>> Start Excerpt provided
Third Of UK Jobs May Be Lost To Automation

Nov 12, 2014

There has been another warning delivered about how our future employment world could be slowly taken over by robots and technology in general.

According to Deloitte, no less than 35 per cent of UK jobs are at “high risk” of being made redundant by technology and/or robotics in the next two decades. Only 40 per cent of job roles are “low” or “no risk”, and 51 per cent in London.

Deloitte’s research, which was conducted in conjunction with Carl Benedikt Frey of the Oxford Martin School, and Michael Osborne of Oxford university, found that jobs paying less than £30,000 per annum are five times more likely to be taken over by automation than roles of over £100,000.

Job areas at high risk include admin, transport, construction, production and sales, with low risk roles including computers, engineering, legal, finance, healthcare, media and the arts.

Those jobs requiring repetitive processing, clerical and support duties are likely to be replaced with jobs requiring digital and management skills – a trend that is already showing itself, Deloitte notes.

Angus Knowles-Cutler, London senior partner at Deloitte, commented: “Technological advances are likely to cause a major shift in the UK labour market in the coming decades, creating both challenges and opportunities.”
>> End Excerpt provided
» Given request 1
Reproduce the article on automation and UK jobs word for word, between "There has been" and "cent in London.", inclusive.
» Given request 2
Using the article on automation and UK jobs, answer:
(a) What share of UK jobs does Deloitte rate as at "high risk"?
(b) How many times more likely are jobs paying under £30,000 a year to be taken over by automation than roles paying over £100,000?
(c) What position does Angus Knowles-Cutler hold at Deloitte?
» Given request 3
Write the next part of the article on automation and UK jobs, picking up after its final sentence.
The records after the article on automation and UK jobs are separate material.
>> Start Extracted material
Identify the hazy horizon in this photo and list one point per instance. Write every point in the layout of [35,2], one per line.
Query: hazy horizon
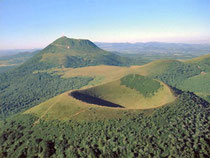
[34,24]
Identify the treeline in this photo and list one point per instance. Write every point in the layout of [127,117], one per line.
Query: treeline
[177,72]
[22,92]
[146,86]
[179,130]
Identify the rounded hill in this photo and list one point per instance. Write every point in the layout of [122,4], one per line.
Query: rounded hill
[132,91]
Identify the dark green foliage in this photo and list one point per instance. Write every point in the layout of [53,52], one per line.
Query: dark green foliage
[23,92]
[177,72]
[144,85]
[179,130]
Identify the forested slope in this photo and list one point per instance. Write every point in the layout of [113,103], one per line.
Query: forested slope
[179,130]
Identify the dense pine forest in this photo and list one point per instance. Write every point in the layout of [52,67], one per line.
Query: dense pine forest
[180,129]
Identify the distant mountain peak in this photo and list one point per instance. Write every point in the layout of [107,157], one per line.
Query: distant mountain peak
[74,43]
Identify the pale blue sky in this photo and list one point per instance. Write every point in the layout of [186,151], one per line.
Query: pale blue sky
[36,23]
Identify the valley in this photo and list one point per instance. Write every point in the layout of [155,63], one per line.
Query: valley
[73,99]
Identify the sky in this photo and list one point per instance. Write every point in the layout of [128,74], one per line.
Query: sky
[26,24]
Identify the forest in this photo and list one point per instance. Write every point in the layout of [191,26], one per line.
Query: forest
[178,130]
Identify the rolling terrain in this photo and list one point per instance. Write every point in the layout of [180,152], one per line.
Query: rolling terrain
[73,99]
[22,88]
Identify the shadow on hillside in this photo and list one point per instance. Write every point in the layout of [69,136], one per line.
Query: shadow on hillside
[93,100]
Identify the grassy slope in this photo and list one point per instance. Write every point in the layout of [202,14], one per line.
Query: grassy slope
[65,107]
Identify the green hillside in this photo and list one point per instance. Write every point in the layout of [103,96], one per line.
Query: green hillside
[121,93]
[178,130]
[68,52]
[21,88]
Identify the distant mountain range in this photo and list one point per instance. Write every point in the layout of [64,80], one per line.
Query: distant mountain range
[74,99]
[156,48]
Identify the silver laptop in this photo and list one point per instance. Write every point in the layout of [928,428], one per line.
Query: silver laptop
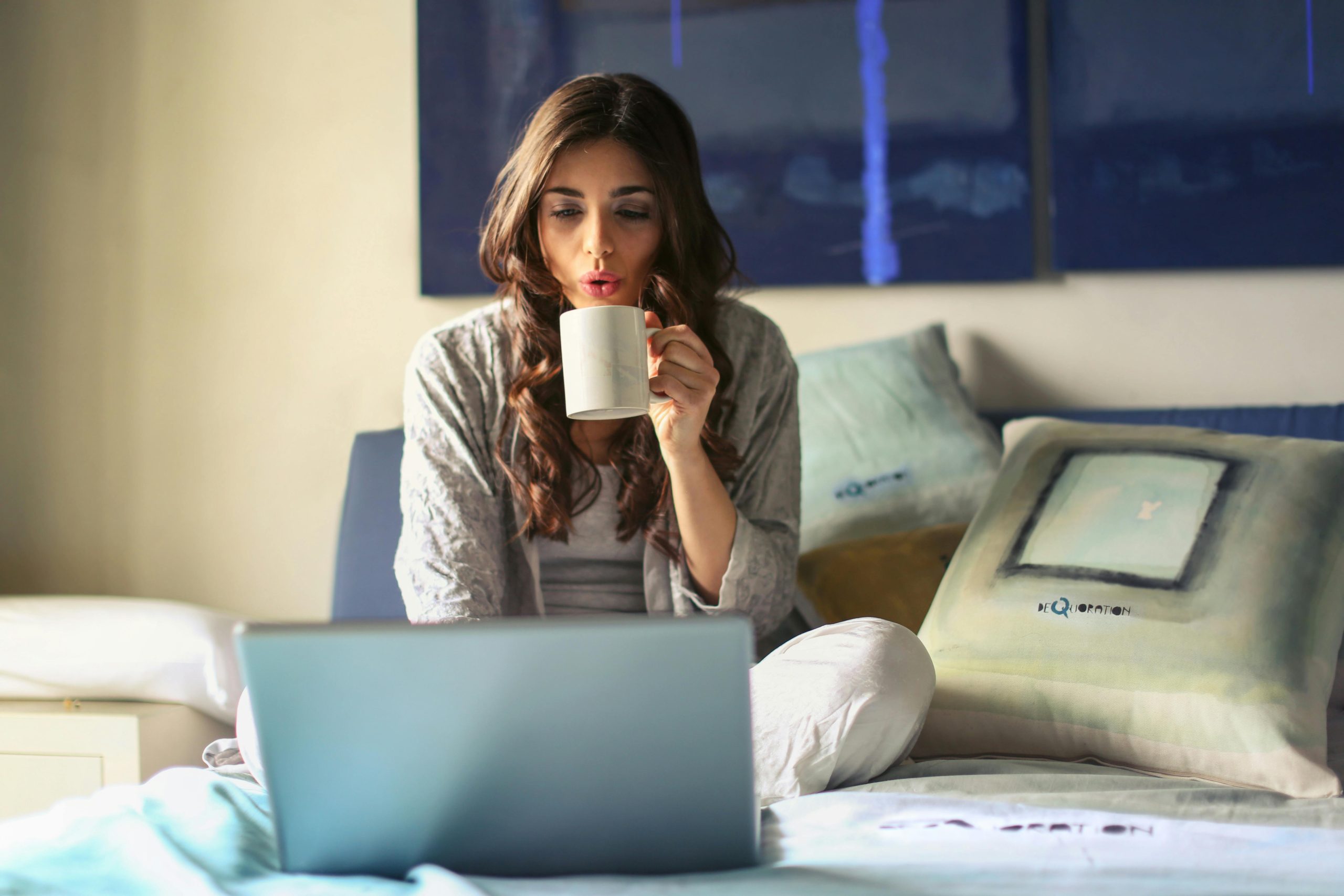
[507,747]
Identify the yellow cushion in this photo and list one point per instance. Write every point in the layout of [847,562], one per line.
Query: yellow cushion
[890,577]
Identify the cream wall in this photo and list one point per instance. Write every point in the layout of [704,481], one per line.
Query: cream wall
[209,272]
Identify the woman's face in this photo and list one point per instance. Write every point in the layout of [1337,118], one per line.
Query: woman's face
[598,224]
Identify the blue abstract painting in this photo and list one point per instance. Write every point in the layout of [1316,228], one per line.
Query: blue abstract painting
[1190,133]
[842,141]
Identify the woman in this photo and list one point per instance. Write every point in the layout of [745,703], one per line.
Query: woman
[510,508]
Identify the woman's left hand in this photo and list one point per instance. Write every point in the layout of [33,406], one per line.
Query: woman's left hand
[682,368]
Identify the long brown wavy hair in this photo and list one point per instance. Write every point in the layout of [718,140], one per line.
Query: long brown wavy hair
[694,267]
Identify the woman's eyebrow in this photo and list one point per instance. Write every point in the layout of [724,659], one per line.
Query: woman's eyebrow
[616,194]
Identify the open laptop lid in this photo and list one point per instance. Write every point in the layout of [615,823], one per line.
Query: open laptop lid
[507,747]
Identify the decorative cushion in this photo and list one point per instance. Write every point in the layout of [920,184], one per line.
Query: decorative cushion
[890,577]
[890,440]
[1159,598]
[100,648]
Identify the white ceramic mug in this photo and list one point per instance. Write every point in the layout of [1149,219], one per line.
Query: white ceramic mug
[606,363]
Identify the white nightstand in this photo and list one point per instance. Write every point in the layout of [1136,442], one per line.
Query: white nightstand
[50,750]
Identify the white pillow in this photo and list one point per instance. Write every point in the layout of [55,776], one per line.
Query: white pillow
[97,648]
>> End Extracted material
>> Start Extracted material
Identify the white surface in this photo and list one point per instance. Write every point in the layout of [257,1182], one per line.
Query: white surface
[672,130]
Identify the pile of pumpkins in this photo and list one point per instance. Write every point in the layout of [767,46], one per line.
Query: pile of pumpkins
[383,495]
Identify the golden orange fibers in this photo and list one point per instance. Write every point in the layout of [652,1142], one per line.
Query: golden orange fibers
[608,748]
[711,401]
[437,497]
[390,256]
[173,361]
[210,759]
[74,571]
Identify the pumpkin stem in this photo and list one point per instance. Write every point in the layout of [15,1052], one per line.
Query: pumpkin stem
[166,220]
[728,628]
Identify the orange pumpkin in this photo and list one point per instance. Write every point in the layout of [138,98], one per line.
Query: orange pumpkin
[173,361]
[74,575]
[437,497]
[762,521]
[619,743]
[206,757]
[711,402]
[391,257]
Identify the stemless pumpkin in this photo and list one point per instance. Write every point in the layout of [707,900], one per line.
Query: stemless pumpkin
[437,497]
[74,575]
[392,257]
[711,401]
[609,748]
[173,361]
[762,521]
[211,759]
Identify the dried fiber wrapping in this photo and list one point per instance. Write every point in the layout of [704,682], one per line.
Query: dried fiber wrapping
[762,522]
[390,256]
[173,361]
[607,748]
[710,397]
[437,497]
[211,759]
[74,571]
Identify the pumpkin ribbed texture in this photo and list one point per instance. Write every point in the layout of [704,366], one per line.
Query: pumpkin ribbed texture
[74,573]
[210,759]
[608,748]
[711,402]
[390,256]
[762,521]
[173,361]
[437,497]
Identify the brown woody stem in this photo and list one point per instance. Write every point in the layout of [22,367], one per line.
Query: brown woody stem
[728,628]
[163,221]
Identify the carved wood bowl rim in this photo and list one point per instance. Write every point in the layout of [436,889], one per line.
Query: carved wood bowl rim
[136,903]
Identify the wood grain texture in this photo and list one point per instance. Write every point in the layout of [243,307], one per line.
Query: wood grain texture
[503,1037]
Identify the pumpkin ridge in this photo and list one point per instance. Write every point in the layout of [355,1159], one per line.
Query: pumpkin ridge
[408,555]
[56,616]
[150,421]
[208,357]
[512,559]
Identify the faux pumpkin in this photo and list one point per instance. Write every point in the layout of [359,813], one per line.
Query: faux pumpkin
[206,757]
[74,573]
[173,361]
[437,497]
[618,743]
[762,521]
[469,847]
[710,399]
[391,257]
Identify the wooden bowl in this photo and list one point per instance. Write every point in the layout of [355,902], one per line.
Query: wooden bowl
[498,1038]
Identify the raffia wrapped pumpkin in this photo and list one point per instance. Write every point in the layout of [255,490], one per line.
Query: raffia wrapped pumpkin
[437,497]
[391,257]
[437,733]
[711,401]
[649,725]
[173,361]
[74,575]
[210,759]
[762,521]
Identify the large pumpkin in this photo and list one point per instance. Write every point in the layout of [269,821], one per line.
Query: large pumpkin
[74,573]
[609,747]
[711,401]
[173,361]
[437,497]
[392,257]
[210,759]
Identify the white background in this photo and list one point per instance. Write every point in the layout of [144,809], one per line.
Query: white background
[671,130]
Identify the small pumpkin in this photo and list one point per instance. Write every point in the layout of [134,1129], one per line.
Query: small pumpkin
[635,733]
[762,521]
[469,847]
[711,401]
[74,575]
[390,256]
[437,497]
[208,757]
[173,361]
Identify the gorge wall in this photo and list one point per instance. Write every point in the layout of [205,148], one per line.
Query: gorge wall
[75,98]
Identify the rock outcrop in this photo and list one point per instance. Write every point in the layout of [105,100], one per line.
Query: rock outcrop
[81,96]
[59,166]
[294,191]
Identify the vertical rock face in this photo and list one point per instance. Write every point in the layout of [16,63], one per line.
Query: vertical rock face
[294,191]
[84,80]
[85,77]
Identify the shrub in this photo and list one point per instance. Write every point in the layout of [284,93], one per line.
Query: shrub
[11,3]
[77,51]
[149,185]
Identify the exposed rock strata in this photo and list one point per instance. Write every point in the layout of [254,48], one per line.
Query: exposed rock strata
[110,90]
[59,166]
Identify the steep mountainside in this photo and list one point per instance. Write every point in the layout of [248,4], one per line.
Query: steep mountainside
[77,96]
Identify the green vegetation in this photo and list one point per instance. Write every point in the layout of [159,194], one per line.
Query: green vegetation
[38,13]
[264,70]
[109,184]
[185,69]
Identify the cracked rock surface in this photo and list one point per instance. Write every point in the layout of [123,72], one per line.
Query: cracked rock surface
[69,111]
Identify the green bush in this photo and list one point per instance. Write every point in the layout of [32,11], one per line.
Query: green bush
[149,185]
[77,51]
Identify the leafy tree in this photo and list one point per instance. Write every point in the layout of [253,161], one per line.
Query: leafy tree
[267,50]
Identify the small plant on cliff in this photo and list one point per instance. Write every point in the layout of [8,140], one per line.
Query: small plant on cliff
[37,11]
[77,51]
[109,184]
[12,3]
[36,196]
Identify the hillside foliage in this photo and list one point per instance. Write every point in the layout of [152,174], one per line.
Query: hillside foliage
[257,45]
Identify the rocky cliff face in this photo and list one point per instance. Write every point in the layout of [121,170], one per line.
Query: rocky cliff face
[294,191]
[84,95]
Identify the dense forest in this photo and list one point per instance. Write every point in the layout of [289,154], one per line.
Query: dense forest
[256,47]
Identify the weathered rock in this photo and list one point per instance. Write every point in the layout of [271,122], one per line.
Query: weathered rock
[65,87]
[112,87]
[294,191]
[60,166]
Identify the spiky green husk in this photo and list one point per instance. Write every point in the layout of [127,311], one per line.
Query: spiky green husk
>> End Extracted material
>> Start Extracted material
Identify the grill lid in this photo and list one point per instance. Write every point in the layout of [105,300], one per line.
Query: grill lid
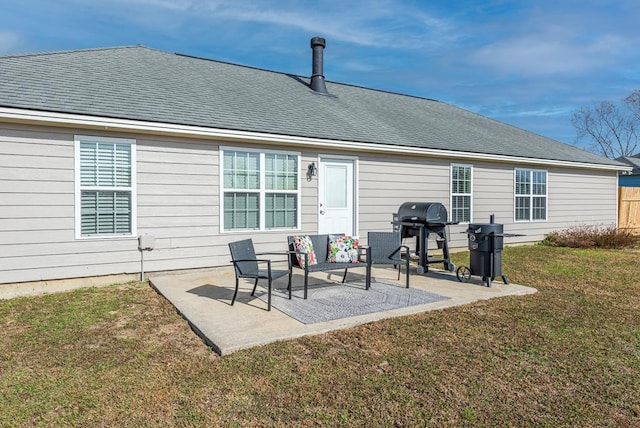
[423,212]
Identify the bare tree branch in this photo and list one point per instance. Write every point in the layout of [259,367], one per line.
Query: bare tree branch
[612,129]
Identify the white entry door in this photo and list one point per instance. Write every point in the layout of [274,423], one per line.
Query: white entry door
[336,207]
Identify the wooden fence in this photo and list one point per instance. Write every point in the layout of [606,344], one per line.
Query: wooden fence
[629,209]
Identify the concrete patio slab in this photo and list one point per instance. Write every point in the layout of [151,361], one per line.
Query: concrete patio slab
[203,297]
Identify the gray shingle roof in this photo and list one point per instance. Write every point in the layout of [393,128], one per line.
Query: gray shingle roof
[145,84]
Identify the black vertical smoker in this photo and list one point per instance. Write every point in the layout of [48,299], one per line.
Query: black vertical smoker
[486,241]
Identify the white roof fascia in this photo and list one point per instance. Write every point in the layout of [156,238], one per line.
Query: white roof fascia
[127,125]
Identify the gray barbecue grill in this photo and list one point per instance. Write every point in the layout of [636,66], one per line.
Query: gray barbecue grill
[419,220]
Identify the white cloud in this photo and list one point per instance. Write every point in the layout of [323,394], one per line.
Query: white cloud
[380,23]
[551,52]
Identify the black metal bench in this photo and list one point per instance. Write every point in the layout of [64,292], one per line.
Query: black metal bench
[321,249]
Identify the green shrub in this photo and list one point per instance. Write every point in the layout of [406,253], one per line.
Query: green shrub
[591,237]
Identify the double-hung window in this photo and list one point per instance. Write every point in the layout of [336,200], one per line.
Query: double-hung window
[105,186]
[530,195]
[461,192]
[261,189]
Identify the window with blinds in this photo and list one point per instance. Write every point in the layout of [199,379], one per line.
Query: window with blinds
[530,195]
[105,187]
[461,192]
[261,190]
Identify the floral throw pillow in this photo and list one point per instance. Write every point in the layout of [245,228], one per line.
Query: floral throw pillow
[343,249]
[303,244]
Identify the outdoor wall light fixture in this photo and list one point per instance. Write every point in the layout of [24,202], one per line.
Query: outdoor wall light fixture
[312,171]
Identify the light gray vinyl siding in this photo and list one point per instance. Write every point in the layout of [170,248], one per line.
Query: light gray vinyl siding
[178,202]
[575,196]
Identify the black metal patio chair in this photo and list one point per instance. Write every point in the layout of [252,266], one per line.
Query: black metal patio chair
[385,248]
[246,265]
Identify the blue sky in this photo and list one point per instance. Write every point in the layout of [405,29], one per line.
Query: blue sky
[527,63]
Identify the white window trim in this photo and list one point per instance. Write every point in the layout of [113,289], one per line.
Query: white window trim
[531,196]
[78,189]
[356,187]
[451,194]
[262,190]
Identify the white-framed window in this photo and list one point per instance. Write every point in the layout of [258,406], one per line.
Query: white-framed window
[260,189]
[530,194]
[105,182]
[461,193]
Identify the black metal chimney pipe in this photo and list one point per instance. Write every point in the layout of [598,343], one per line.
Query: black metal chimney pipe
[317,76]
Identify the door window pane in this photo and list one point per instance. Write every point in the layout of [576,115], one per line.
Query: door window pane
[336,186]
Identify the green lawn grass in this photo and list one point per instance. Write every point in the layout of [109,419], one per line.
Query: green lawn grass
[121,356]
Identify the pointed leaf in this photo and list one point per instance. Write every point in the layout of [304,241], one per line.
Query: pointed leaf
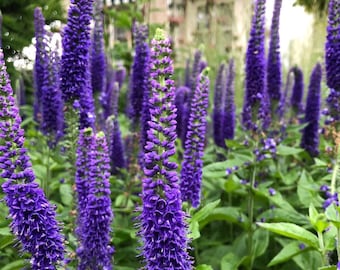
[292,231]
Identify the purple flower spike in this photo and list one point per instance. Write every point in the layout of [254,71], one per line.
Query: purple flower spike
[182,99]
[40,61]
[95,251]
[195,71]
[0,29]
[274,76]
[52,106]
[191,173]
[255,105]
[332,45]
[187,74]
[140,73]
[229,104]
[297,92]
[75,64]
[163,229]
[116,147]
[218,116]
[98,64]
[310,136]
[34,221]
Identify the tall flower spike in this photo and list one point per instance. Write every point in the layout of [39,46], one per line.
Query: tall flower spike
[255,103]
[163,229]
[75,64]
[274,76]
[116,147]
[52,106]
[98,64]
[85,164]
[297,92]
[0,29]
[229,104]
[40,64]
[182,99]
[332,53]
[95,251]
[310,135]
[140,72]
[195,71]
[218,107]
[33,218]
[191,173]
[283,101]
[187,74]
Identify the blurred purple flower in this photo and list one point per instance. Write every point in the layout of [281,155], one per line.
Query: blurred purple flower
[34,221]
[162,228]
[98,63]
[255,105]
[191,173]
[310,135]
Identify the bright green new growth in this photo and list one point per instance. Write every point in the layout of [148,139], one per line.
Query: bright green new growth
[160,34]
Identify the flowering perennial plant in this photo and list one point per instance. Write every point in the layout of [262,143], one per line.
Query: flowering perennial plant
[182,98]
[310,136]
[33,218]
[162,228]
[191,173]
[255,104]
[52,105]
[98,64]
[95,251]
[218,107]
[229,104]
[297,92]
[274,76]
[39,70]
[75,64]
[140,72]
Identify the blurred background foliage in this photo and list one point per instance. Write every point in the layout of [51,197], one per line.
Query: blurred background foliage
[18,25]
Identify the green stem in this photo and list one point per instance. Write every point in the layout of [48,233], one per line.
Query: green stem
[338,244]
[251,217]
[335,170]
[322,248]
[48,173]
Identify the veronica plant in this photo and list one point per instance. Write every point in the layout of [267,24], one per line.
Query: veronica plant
>> End Extracted material
» Task result 1
There has been another warning delivered about how our future employment world could be slowly taken over by robots and technology in general.

According to Deloitte, no less than 35 per cent of UK jobs are at “high risk” of being made redundant by technology and/or robotics in the next two decades. Only 40 per cent of job roles are “low” or “no risk”, and 51 per cent in London.

» Task result 2
(a) 35 percent
(b) Five times
(c) London senior partner

» Task result 3
“Unless these changes coming in the next two decades are fully understood and anticipated by businesses, policy makers and educators, there will be a risk of avoidable unemployment and under-employment. A widening gap between ‘haves’ and ‘have nots’ is also a risk as lower skill jobs continue to disappear.”

Many London businesses realise this, though, Deloitte found when it surveyed a hundred of them. 84 per cent of London firms said that they realised the skills of their staff would need to change over the next decade, and that digital savvy and management are skills that London-based organisations increasingly need, with processing and clerical work less necessary.

Almost three-quarters of these companies said they planned to increase staff members in the next five years, but where jobs are being cut back, automation will be the leading factor in that reduction (followed by near-shoring, then offshoring).

Knowles-Cutler observed: “London has a lot going for it. It is the greatest high skills city in the world and the fact that most businesses plan to grow their headcount here in the next ten years is very positive. Across the UK as well, there are reasons to be positive, the economy is recovering and job growth is coming from dynamic businesses, hiring faster than the national average.”

“But below the headline numbers things are changing fast, and the challenges, right across the UK, are evident. The likely loss of lower paid jobs is a real concern, and the new skills that employers will need in the future deserves close attention.”




Author: Darren Allan
View the original article here.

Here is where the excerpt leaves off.